Written request: Copy each entry as it stands, leaving nothing out.

Materials provided:
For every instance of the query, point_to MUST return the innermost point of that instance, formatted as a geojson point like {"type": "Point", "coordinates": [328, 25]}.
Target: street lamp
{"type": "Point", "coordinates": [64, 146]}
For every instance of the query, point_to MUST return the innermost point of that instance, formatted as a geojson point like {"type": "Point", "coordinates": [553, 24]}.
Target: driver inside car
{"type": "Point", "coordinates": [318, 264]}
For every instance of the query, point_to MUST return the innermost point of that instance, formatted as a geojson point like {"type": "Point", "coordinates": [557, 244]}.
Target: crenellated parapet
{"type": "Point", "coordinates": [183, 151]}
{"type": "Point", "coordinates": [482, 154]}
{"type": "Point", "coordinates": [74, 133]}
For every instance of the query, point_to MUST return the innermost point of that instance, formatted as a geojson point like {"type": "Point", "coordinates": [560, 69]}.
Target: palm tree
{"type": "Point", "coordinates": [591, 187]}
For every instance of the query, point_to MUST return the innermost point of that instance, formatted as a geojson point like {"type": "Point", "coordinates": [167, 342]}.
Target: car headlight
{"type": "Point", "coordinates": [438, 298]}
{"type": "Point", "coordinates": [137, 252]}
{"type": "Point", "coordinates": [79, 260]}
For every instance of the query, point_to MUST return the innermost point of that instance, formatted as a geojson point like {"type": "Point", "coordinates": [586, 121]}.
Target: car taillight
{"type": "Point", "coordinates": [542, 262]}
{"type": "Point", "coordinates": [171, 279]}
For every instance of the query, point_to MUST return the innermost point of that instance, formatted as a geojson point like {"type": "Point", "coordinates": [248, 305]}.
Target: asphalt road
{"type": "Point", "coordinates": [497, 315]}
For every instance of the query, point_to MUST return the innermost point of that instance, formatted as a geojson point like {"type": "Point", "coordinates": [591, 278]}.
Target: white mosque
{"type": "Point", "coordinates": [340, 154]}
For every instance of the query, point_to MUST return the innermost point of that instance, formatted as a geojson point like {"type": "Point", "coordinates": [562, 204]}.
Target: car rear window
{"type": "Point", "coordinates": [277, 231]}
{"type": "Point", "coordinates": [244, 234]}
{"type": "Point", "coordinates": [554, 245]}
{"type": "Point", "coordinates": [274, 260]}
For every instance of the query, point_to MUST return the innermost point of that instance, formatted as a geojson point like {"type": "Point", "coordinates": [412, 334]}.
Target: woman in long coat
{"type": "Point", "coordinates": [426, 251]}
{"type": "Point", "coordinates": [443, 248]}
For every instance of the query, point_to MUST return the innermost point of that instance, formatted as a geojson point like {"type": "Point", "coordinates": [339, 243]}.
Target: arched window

Task output:
For every instance of the query, point_to MUST return the innermost point of that instance, formatted as a geojson point like {"type": "Point", "coordinates": [328, 25]}.
Target: street lamp
{"type": "Point", "coordinates": [64, 146]}
For every instance of the query, point_to MUST return the innermost point of that instance, formatted as a geojson point like {"type": "Point", "coordinates": [553, 24]}.
Target: driver inside car
{"type": "Point", "coordinates": [318, 264]}
For every instance of the query, point_to MUST return the innermost point of that instance, formatted as a geojson point like {"type": "Point", "coordinates": [557, 244]}.
Target: crenellated parapet
{"type": "Point", "coordinates": [183, 151]}
{"type": "Point", "coordinates": [482, 154]}
{"type": "Point", "coordinates": [74, 133]}
For every instance of the query, point_to MUST return the innermost point of that instance, formatted as a geojson point like {"type": "Point", "coordinates": [560, 69]}.
Target: palm tree
{"type": "Point", "coordinates": [591, 187]}
For every instance of the query, point_to MUST return the innermost point of that instance, formatted as a geojson point like {"type": "Point", "coordinates": [167, 342]}.
Target: car headlight
{"type": "Point", "coordinates": [438, 298]}
{"type": "Point", "coordinates": [137, 252]}
{"type": "Point", "coordinates": [79, 260]}
For every instance of the query, point_to MUST return the innermost point of that instance, formatted as a geojson point like {"type": "Point", "coordinates": [586, 121]}.
Target: car taillight
{"type": "Point", "coordinates": [542, 262]}
{"type": "Point", "coordinates": [171, 279]}
For every instance of the query, point_to MUST return the innermost point of that instance, formatted as a geojson point like {"type": "Point", "coordinates": [248, 305]}.
Target: asphalt road
{"type": "Point", "coordinates": [497, 315]}
For every instance of the query, point_to MUST return the innermost point of that instance, formatted as a geojson point like {"type": "Point", "coordinates": [591, 278]}.
Target: white mosque
{"type": "Point", "coordinates": [340, 154]}
For every instance of the query, point_to MUST return the innermost point of that instance, formatted as a geojson point like {"type": "Point", "coordinates": [562, 204]}.
Target: car rear window
{"type": "Point", "coordinates": [277, 231]}
{"type": "Point", "coordinates": [244, 234]}
{"type": "Point", "coordinates": [554, 245]}
{"type": "Point", "coordinates": [274, 260]}
For every instance of the query, point_to MUST return the innermost point of that instance, formatted as a geojson point like {"type": "Point", "coordinates": [412, 334]}.
Target: woman in long coat
{"type": "Point", "coordinates": [426, 251]}
{"type": "Point", "coordinates": [443, 248]}
For every instance of the query, point_to MUST return the innermost point of that instance, formatted as a geojson point like {"type": "Point", "coordinates": [339, 243]}.
Target: arched window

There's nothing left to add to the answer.